# Extract
## Start
It's not like the quadtree itself is going to answer your query directly any better than a grid or any other spatial database -- large empty regions *may* be represented by large unsubdivided nodes, but they might also not be depending on the position of islands wrt the quadtree bounds. So all you're getting is an accelerated distance query, which a grid or AABB-tree or any other structure could do just as well.

Looking into it a bit more, the Voronoi Diagram is definitely the "correct" solution; from Wikipedia, "With a given Voronoi diagram, one can also find the largest empty circle amongst a set of points, and in an enclosing polygon; e.g. to build a new supermarket as far as possible from all the existing ones, lying in a certain city." The entry for "largest empty sphere" claims it can be found in O(n log n) but it's not clear whether this includes the construction of the VD.

See http://www.cs.swarthmore.edu/~adanner/cs97/s08/papers/schuster.pdf

But the best thing to try initially might be to just brute-force it: sample the world in a grid or something looking for the point where the (squared) distance to the closest island is maximized. You might also want to take distance to the world bounds into account. You could also try some sort of hierarchical refinement: sample using a very coarse grid, then subdivide the "best" cell into a grid and recurse. If you only have a few dozen islands then just testing vs all of them isn't going to be too bad.
## End
# Entries supplied
## Start
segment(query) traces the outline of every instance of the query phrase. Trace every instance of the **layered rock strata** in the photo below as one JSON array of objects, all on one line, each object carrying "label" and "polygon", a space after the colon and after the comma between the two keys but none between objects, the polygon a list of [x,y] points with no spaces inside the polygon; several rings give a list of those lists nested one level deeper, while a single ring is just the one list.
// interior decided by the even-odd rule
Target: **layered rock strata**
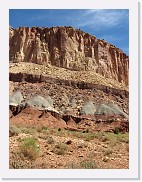
[{"label": "layered rock strata", "polygon": [[128,85],[129,57],[119,48],[73,27],[19,27],[9,31],[11,62],[94,70]]}]

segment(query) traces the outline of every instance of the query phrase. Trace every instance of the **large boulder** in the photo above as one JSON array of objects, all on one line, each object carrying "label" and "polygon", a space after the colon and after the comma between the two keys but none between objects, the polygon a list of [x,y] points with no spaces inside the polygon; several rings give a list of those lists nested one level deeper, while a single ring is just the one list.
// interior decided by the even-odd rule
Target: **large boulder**
[{"label": "large boulder", "polygon": [[53,108],[53,103],[52,103],[51,98],[48,97],[46,99],[40,95],[33,96],[26,103],[28,106],[35,107],[35,108],[40,109],[40,110]]},{"label": "large boulder", "polygon": [[84,103],[84,105],[80,109],[80,114],[81,115],[94,115],[96,110],[95,105],[93,104],[92,101],[87,101]]},{"label": "large boulder", "polygon": [[122,111],[122,109],[114,104],[114,103],[108,103],[108,104],[99,104],[95,114],[100,115],[121,115],[125,118],[128,118],[128,115]]}]

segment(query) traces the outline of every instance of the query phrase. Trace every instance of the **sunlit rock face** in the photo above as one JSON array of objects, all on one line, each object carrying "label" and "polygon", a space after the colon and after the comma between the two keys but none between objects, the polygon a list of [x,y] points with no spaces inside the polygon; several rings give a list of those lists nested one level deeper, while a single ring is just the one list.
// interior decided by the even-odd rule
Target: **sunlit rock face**
[{"label": "sunlit rock face", "polygon": [[11,62],[94,70],[128,85],[129,57],[119,48],[73,27],[9,28]]}]

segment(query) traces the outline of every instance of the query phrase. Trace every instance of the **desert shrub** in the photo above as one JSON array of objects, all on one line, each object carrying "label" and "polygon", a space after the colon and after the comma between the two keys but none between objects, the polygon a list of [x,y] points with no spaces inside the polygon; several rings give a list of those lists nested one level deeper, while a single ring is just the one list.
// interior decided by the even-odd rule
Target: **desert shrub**
[{"label": "desert shrub", "polygon": [[48,136],[46,139],[47,139],[48,144],[54,144],[55,143],[55,140],[51,136]]},{"label": "desert shrub", "polygon": [[42,126],[41,129],[42,130],[48,130],[48,127],[47,126]]},{"label": "desert shrub", "polygon": [[47,102],[50,104],[50,106],[53,107],[53,103],[54,103],[53,99],[51,99],[50,96],[48,96],[46,99],[47,99]]},{"label": "desert shrub", "polygon": [[15,91],[9,98],[9,105],[18,106],[24,100],[20,91]]},{"label": "desert shrub", "polygon": [[18,135],[19,133],[21,133],[21,130],[13,125],[9,126],[9,136],[14,136],[14,135]]},{"label": "desert shrub", "polygon": [[83,160],[78,163],[70,163],[67,165],[70,169],[97,169],[98,166],[94,160]]},{"label": "desert shrub", "polygon": [[76,99],[70,98],[70,99],[69,99],[69,105],[70,105],[71,107],[76,107]]},{"label": "desert shrub", "polygon": [[112,150],[111,149],[106,149],[104,152],[104,155],[109,156],[110,154],[112,154]]},{"label": "desert shrub", "polygon": [[85,136],[85,140],[86,141],[91,141],[91,140],[93,140],[95,138],[95,136],[94,135],[91,135],[91,134],[87,134],[86,136]]},{"label": "desert shrub", "polygon": [[64,155],[67,151],[67,144],[64,143],[58,143],[57,146],[55,146],[54,153],[57,155]]},{"label": "desert shrub", "polygon": [[61,131],[62,129],[61,128],[58,128],[58,131]]},{"label": "desert shrub", "polygon": [[21,140],[20,152],[23,153],[25,157],[35,160],[39,155],[39,151],[38,141],[34,137],[27,137]]},{"label": "desert shrub", "polygon": [[114,134],[118,134],[118,133],[119,133],[119,128],[115,127]]}]

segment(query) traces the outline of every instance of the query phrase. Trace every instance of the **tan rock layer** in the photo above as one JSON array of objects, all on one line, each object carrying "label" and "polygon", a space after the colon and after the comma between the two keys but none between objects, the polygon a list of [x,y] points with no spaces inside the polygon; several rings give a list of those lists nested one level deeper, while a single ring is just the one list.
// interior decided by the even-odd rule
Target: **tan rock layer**
[{"label": "tan rock layer", "polygon": [[129,57],[119,48],[72,27],[20,27],[9,32],[10,61],[94,70],[128,85]]}]

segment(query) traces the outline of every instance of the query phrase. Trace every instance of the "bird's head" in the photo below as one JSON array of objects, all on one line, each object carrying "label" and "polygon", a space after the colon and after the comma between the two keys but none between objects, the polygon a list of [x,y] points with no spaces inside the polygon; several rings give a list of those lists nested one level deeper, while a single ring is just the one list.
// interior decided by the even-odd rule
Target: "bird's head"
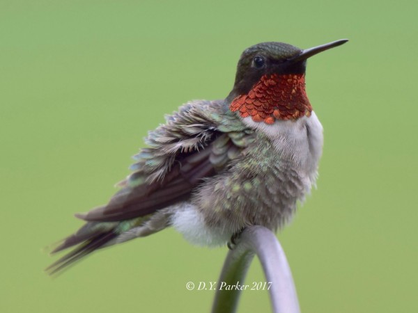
## End
# Exercise description
Copy out the entire text above about locating the point farthest from every island, word for word.

# Task result
It's not like the quadtree itself is going to answer your query directly any better than a grid or any other spatial database -- large empty regions *may* be represented by large unsubdivided nodes, but they might also not be depending on the position of islands wrt the quadtree bounds. So all you're getting is an accelerated distance query, which a grid or AABB-tree or any other structure could do just as well.

Looking into it a bit more, the Voronoi Diagram is definitely the "correct" solution; from Wikipedia, "With a given Voronoi diagram, one can also find the largest empty circle amongst a set of points, and in an enclosing polygon; e.g. to build a new supermarket as far as possible from all the existing ones, lying in a certain city." The entry for "largest empty sphere" claims it can be found in O(n log n) but it's not clear whether this includes the construction of the VD.

See http://www.cs.swarthmore.edu/~adanner/cs97/s08/papers/schuster.pdf

But the best thing to try initially might be to just brute-force it: sample the world in a grid or something looking for the point where the (squared) distance to the closest island is maximized. You might also want to take distance to the world bounds into account. You could also try some sort of hierarchical refinement: sample using a very coarse grid, then subdivide the "best" cell into a grid and recurse. If you only have a few dozen islands then just testing vs all of them isn't going to be too bad.